EXCERPTED TEXT:
[Begin]

# Europicolla shower screen leak



## martyrdon (Dec 13, 2016)

Hi all,

I recently installed the pressure profiling kit from coffeehit and now I have a constant leak coming from the shower screen when the lever is fully depressed.

Initially I thought it might be the seals so I bought a kit and replaced them but this didn't solve the issue. I wonder if the new piston rod isnt lowering enough to let the piston get fully past the water inlet to the group?

Has anyone else had a similar issue with these kits?

Thanks!


----------



## MediumRoastSteam (Jul 7, 2015)

martyrdon said:


> Hi all,
> 
> I recently installed the pressure profiling kit from coffeehit and now I have a constant leak coming from the shower screen when the lever is fully depressed.
> 
> ...


 Do you have a video? Did you install the piston seals the right way up? (the open side should face outwards on both - so lower points down, upper points up).


----------



## martyrdon (Dec 13, 2016)

Sure, here's a video.






I removed the piston this morning to check the gaskets and they were in the correct way.


----------



## MediumRoastSteam (Jul 7, 2015)

[End]

TO-DO LIST:
[1] In the shower screen leak thread, condense the paragraph beginning "Initially I thought it might be the seals" into two shorter sentences that keep its main facts.
[2] Pick up the shower screen leak thread after its last line by writing the reply that follows the final post header.
The records after this point come from a separate source.

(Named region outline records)
[Begin]

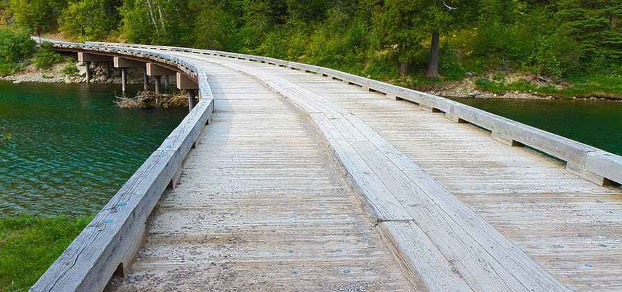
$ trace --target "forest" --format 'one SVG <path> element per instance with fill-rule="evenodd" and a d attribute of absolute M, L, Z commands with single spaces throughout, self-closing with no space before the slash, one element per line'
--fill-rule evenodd
<path fill-rule="evenodd" d="M 493 91 L 622 95 L 620 0 L 3 0 L 1 6 L 7 26 L 32 35 L 261 55 L 417 88 L 475 76 Z M 516 72 L 567 86 L 506 82 Z"/>

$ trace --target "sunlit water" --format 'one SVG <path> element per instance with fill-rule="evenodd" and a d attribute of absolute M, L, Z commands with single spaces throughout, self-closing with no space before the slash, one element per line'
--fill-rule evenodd
<path fill-rule="evenodd" d="M 111 85 L 0 83 L 0 216 L 99 211 L 185 115 L 124 110 Z"/>
<path fill-rule="evenodd" d="M 0 82 L 0 216 L 98 211 L 186 111 L 123 110 L 110 85 Z M 458 99 L 622 155 L 622 103 Z"/>
<path fill-rule="evenodd" d="M 622 155 L 622 103 L 551 99 L 455 100 Z"/>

[End]

WRITTEN RESPONSES:
[1] The poster suspected the seals and replaced them with a new kit, but the leak continued. The poster wonders whether the new piston rod doesn't lower far enough for the piston to fully clear the group's water inlet.

[2]
I can't see any other reason for the leak unless you have damaged seals or they are not installed correctly.

The other thing it could be is that your piston is not all the way down when the lever is all the way down, allowing water to come from the boiler.

The other possible causes:

- Cracked sleeve;
- Sleeve seal damaged

Which, unless you've been brutally heavy handed and abused the machine like crazy when installing the kit, I can't see how on earth how that could possibly be damaged.


----------



## martyrdon (Dec 13, 2016)

Well, I got it fixed.

Turns out I had not applied PTFE to to the part of the piston rod that screws into the piston. I then also ensured that the piston could fully lower to cover the water inlet.

Thanks for all your help!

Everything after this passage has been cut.